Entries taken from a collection
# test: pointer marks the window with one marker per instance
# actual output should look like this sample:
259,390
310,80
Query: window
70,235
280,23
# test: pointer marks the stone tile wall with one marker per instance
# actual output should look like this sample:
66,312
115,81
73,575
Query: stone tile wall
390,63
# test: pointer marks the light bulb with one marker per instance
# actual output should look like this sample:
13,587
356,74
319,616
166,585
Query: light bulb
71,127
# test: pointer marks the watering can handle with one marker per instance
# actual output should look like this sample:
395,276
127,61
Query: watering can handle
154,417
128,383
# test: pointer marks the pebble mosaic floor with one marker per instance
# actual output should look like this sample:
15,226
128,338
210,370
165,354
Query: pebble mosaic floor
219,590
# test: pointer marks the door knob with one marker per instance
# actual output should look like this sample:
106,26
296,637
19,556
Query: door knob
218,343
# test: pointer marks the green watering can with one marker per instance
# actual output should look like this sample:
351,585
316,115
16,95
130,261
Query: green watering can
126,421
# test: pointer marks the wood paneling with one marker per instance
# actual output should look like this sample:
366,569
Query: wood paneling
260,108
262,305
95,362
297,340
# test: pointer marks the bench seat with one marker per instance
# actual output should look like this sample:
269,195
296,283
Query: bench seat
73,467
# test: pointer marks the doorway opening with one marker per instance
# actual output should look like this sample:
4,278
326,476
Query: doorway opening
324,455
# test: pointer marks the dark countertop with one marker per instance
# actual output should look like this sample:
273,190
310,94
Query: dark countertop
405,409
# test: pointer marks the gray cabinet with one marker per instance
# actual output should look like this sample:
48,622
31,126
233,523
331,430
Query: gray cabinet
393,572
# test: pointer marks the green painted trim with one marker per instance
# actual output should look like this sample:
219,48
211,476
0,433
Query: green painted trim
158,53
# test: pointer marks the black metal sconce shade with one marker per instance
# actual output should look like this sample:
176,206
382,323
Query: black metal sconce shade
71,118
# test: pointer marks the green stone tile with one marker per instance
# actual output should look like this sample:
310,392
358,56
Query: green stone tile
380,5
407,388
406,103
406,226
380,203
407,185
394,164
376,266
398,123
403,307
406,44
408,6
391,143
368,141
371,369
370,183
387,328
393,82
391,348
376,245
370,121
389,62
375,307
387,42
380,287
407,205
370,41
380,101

## GIVEN PROBLEM
Copy all of the data. Keep every word exactly as it is.

## FULL RESPONSE
# test: pointer marks the window with one marker per instance
# actual output should look like this sample:
259,390
310,80
Query: window
70,235
280,23
# test: pointer marks the stone tile wall with one marker per instance
# actual output should look like this sample:
66,312
115,81
73,575
Query: stone tile wall
390,63
# test: pointer marks the light bulb with one marker per instance
# actual output should look like this sample:
13,587
356,74
319,616
166,585
Query: light bulb
71,127
# test: pointer marks the watering can handle with one marker per instance
# actual output should look like this sample:
395,276
127,61
Query: watering can handle
154,417
128,383
# test: pointer marks the pebble mosaic floor with one marker per instance
# actual output should look like this sample:
15,226
128,338
210,370
165,354
Query: pebble mosaic floor
219,590
# test: pointer marks the door knob with one marker per instance
# actual output should look like this sample:
106,26
296,637
19,556
Query: door knob
218,343
# test: pointer marks the green watering can with one marker per instance
# actual output should look like this sample:
351,585
316,115
16,95
130,261
Query: green watering can
126,421
# test: pointer marks the wood paneling with one marker per instance
# actual output should look like this sample:
366,569
Query: wood paneling
260,108
262,305
95,362
297,340
# test: pointer marks the bench seat with one marker per instance
# actual output should look like this sample:
269,195
296,283
Query: bench seat
73,467
# test: pointer marks the doorway opening with one marker per instance
# actual output should look like this sample:
4,278
326,476
Query: doorway opening
324,455
# test: pointer marks the dark countertop with one marker per instance
# actual output should look like this sample:
273,190
310,94
Query: dark countertop
405,409
# test: pointer marks the gray cabinet with one marker per instance
# actual output should look like this sample:
48,622
31,126
233,523
331,430
Query: gray cabinet
393,572
# test: pointer marks the green painted trim with one marker per instance
# actual output should look like this sample:
219,48
211,476
0,433
Query: green painted trim
158,53
# test: pointer marks the black metal sconce shade with one marker per instance
# actual output should look like this sample:
176,206
382,323
Query: black metal sconce shade
71,118
# test: pointer marks the green stone tile with one marker per instance
# actual output should look like this sample:
310,392
358,56
Query: green stone tile
380,5
407,388
406,103
406,226
380,203
407,185
394,164
376,266
398,123
403,307
406,44
408,6
391,143
368,141
371,369
370,183
387,328
393,82
391,348
376,245
370,121
389,62
375,307
387,42
380,287
407,205
370,41
380,101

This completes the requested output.